• [TASK]:
Reproduce the whole listing below word for word, leaving the pictures out.

• [MATERIAL FOR THE TASK]:
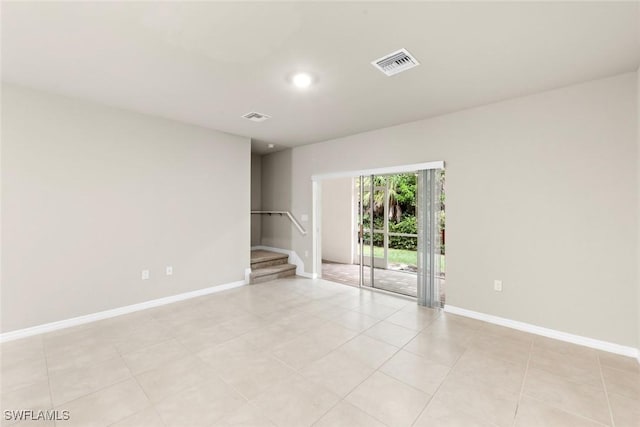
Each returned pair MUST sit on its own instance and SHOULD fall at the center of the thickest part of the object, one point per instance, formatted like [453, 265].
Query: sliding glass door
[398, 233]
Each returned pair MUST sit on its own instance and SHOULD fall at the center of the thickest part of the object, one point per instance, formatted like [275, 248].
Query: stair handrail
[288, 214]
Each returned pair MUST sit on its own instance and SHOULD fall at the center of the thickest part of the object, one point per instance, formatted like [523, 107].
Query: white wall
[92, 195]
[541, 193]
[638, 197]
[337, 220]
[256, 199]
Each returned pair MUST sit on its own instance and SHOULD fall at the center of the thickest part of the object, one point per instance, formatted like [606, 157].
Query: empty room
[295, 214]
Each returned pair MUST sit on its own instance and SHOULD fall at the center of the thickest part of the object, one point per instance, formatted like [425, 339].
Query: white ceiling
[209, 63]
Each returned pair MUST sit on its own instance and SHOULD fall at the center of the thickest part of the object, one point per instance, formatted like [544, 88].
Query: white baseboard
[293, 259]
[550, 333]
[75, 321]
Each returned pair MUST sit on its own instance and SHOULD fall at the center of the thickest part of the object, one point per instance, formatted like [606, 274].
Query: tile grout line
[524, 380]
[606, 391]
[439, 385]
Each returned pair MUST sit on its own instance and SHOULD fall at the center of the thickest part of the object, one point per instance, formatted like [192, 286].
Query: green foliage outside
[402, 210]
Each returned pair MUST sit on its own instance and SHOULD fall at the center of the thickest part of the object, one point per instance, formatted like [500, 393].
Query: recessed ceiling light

• [TASK RESPONSE]:
Each returned pair MUST sit on its own instance and SHOULD fall at the center of the thickest part of the object, one point per instance, formatted like [453, 265].
Query: sliding glass door
[398, 233]
Each returned pair MUST sit on its own instance and SHOULD fall at the center of the thickest part of the object, one point per instance, formatted like [275, 248].
Query: stair handrail
[288, 214]
Each returned pair MUST sit on its own instance and SHOULD fall at the center of the thickest part of the object, one point per instance, formatted like [523, 107].
Query: white wall
[92, 195]
[541, 193]
[638, 197]
[337, 220]
[256, 199]
Each returned pair MUST sit on its own instance and SHOULD fall at the center of the thickest part of the object, one point per instance, formatted like [606, 157].
Query: empty room
[295, 214]
Each returned pair MUST sit on its own instance and SHOULD fall at the center of the thickest part of the object, one point per instance, formatted like [425, 339].
Query: white ceiling
[209, 63]
Each returned pair MUST sit on its own instance and SHOULD fall at the center of the thickest part of the object, one point per instance, formatted like [544, 88].
Query: white baseboard
[293, 259]
[550, 333]
[75, 321]
Each returned pair MUST sit on its own instance and SHOULD fall at the center of the thickest part of the object, one point per instance, formatted like [606, 274].
Query: tile grout line
[524, 380]
[606, 391]
[439, 385]
Each returned pair MUST sit on its own instance and SHOULD fall at the center of the thickest part of the object, one point per instance, formatted like [192, 286].
Query: green foliage outside
[402, 210]
Each returned pair MUST sit on its own instance and SHOULD fall at the center of the thickest part of the object, one point per instance, formatted like [500, 393].
Query: recessed ceiling light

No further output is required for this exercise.